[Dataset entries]
BEGIN

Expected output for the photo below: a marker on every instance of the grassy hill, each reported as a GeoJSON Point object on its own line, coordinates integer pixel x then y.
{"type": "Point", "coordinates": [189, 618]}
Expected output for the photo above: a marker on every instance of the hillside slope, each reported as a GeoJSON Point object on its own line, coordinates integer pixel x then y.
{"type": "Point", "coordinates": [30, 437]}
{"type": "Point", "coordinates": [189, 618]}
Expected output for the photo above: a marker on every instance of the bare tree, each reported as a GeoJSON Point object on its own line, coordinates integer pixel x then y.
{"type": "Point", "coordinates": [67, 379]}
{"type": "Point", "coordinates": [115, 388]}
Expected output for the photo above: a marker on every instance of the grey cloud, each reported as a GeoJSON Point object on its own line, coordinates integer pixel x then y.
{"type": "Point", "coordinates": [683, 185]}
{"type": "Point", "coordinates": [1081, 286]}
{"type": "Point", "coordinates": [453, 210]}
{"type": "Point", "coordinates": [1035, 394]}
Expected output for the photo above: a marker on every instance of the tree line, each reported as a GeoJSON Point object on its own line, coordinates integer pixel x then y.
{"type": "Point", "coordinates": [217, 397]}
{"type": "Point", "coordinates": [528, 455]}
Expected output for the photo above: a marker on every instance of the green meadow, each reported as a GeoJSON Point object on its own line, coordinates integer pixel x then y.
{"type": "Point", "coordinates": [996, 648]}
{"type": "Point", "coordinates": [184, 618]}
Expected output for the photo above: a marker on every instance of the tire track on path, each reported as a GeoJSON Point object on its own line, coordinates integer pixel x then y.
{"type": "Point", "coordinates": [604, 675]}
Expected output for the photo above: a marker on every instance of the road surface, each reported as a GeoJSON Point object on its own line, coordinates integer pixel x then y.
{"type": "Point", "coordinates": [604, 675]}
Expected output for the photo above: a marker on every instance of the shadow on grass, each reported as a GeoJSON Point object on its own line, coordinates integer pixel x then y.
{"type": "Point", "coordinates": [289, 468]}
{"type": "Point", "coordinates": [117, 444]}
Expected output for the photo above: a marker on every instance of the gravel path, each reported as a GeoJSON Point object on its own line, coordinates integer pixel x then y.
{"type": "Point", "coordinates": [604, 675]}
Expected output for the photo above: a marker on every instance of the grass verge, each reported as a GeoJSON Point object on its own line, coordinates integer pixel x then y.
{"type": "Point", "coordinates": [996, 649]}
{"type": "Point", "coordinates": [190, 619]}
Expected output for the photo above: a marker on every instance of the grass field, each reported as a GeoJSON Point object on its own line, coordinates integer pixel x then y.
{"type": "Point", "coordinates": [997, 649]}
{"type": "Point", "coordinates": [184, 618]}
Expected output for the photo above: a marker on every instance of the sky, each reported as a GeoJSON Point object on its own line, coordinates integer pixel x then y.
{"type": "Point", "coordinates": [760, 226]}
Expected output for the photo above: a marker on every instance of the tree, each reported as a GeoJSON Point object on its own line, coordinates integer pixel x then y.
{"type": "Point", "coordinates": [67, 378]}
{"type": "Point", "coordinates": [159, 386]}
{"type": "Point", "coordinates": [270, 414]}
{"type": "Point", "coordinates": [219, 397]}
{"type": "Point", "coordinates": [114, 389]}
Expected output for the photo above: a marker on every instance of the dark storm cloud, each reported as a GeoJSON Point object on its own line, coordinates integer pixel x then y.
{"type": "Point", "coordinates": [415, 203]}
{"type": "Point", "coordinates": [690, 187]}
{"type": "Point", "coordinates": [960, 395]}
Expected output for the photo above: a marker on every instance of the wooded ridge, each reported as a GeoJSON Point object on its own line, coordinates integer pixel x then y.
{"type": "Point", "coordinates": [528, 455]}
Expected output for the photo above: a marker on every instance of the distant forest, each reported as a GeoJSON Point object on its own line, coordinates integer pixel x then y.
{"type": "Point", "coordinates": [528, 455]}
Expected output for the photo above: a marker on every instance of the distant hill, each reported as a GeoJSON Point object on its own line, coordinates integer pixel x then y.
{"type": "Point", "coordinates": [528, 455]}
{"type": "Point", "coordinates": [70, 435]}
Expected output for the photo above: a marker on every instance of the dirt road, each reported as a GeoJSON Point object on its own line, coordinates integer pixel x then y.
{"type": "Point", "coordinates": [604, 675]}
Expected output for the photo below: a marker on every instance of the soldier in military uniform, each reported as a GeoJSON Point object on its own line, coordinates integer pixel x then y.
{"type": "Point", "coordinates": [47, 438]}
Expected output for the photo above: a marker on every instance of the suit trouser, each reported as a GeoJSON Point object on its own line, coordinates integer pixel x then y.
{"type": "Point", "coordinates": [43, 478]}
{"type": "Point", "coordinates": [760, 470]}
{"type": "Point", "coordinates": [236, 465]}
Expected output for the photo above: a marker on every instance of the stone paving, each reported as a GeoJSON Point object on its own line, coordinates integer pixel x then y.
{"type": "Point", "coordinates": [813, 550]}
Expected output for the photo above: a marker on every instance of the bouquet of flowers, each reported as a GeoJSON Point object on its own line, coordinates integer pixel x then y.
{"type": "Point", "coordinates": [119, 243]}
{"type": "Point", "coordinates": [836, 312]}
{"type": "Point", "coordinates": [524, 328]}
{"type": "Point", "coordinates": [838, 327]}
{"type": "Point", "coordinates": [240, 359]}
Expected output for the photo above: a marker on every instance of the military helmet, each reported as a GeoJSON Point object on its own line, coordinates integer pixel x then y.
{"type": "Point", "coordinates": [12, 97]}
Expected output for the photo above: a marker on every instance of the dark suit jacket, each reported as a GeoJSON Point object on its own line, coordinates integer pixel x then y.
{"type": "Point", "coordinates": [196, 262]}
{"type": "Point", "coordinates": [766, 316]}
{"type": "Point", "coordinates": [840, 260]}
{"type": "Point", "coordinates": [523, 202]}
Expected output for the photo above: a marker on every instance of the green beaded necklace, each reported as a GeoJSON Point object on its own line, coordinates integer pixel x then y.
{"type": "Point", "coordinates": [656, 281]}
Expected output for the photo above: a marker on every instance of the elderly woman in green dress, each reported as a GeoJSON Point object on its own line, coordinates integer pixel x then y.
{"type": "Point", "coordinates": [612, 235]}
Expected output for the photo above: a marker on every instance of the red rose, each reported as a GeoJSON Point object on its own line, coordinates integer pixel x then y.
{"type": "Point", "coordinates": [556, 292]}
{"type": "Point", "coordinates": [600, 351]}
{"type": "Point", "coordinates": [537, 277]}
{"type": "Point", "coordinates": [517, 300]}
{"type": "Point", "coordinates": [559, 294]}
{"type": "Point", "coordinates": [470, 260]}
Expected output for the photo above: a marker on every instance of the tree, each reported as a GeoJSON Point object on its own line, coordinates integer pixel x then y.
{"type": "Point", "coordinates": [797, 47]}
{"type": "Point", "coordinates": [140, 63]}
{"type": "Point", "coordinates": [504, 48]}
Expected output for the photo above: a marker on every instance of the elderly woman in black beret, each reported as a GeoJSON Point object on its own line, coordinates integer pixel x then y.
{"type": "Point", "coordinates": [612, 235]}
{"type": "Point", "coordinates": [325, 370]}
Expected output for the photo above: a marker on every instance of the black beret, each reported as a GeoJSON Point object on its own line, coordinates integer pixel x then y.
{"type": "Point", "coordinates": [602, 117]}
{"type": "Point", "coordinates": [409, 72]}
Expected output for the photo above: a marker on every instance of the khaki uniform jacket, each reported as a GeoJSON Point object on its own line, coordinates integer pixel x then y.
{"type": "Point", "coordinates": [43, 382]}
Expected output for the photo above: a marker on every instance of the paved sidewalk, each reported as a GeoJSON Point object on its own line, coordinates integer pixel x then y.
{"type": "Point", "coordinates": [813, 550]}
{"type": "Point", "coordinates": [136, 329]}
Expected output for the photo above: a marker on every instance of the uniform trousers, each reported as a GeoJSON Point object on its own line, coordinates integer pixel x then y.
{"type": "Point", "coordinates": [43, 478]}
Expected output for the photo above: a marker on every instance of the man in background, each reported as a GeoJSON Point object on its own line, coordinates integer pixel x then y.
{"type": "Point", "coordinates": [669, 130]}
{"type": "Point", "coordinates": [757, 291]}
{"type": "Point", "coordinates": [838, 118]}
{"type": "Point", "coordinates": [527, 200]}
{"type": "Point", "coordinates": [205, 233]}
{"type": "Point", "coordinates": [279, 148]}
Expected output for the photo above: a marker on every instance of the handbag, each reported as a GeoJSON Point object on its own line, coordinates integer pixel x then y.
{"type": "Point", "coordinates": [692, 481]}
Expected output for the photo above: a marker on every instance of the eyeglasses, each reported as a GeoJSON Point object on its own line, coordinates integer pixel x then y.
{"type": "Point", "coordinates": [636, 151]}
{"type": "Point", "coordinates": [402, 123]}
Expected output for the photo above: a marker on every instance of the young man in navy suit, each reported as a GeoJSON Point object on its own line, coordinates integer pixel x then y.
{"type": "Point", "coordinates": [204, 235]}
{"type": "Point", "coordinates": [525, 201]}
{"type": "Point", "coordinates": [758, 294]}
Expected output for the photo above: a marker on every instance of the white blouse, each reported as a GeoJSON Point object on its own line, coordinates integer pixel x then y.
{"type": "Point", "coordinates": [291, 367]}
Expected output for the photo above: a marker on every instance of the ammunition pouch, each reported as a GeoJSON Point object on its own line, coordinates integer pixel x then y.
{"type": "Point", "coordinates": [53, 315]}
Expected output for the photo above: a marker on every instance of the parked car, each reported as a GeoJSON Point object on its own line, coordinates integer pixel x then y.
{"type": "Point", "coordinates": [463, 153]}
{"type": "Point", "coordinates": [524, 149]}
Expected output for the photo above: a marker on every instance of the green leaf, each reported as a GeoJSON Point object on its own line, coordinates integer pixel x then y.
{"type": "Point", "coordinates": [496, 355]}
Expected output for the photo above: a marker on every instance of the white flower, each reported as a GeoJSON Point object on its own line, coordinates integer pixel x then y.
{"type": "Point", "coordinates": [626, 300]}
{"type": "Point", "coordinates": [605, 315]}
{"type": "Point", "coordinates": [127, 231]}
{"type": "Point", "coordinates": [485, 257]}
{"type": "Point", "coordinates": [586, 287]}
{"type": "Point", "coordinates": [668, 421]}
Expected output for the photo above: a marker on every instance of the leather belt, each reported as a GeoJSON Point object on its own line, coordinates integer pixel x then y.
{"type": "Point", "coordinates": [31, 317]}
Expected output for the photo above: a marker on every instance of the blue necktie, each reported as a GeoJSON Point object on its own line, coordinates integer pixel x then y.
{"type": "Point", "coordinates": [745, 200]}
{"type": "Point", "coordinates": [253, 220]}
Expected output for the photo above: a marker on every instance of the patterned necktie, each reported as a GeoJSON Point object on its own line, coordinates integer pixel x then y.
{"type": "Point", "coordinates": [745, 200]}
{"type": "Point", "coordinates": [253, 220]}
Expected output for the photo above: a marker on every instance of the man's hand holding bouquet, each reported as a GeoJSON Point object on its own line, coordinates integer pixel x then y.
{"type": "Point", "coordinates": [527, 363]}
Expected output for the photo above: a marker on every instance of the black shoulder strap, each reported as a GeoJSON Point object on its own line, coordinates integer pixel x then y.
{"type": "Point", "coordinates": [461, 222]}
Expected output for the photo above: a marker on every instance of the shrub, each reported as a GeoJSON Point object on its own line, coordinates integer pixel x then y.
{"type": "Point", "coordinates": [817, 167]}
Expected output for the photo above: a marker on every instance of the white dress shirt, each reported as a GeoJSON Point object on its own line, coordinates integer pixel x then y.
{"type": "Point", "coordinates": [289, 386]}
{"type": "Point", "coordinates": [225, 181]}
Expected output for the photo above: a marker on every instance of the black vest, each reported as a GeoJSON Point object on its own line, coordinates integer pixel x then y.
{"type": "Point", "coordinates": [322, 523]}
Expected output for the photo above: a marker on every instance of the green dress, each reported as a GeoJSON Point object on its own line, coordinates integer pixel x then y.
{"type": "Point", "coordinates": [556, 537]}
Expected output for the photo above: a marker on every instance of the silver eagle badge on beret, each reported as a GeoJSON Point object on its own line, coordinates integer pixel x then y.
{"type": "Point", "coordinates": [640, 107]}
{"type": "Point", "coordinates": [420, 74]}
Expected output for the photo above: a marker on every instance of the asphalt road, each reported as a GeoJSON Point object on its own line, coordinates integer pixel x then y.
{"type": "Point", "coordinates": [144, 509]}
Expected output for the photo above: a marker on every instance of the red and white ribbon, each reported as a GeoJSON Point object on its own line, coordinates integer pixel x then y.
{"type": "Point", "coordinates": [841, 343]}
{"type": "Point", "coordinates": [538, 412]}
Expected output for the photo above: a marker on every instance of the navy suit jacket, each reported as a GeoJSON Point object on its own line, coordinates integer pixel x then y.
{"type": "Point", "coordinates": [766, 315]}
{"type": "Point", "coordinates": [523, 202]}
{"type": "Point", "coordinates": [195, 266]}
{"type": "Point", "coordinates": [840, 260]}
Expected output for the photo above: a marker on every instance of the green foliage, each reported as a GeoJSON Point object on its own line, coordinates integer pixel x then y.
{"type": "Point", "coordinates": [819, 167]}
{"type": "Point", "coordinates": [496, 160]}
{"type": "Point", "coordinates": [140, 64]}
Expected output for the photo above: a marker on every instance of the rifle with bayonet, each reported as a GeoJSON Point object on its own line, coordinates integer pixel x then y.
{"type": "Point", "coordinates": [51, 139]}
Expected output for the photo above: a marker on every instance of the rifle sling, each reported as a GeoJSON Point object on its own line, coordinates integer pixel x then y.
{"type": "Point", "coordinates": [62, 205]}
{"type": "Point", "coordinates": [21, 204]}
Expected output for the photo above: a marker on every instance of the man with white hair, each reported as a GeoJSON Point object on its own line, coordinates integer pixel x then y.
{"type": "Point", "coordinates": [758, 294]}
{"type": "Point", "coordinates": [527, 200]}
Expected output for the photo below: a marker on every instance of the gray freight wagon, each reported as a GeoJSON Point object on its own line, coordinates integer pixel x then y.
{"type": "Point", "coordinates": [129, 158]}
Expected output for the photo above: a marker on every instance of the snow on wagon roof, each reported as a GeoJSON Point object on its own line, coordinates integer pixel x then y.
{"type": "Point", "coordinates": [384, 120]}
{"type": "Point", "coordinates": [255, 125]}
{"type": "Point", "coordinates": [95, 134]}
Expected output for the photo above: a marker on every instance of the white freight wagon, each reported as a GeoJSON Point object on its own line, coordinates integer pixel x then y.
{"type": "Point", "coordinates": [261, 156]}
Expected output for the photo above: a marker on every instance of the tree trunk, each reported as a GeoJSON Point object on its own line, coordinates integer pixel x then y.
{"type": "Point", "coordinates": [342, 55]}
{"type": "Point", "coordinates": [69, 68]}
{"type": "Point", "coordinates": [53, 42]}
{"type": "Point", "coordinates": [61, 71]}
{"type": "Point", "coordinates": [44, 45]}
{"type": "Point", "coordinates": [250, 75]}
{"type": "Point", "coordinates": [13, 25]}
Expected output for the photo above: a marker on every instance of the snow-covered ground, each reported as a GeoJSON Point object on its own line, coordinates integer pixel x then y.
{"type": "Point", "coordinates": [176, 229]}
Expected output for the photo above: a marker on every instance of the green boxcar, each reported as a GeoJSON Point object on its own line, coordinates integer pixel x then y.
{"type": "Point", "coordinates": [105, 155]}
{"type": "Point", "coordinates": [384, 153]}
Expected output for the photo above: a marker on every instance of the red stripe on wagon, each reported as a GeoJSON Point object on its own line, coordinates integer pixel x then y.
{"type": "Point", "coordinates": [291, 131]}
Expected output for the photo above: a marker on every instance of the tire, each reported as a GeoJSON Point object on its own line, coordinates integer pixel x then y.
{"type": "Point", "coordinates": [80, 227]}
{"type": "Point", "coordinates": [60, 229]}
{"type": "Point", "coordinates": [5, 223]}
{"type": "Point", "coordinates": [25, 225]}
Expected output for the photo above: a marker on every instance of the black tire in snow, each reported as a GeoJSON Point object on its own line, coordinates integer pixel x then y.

END

--- The problem ---
Only the lines from the one with "the red stripe" through the last line of the records belong in the answer, each copied exactly.

--- Task answer ---
Expected output for the photo above: a marker on every instance of the red stripe on wagon, each reported as a GeoJSON Point object on its own line, coordinates integer pixel x then y.
{"type": "Point", "coordinates": [291, 131]}
Expected output for the photo above: a marker on every instance of the tire, each reported as a GeoJSON Point object on its own line, coordinates integer pixel x then y.
{"type": "Point", "coordinates": [80, 227]}
{"type": "Point", "coordinates": [60, 229]}
{"type": "Point", "coordinates": [5, 223]}
{"type": "Point", "coordinates": [25, 225]}
Expected output for the photo above: a marker on every instance of the black tire in snow, each reported as a GeoJSON Point object on its own line, coordinates integer pixel x then y.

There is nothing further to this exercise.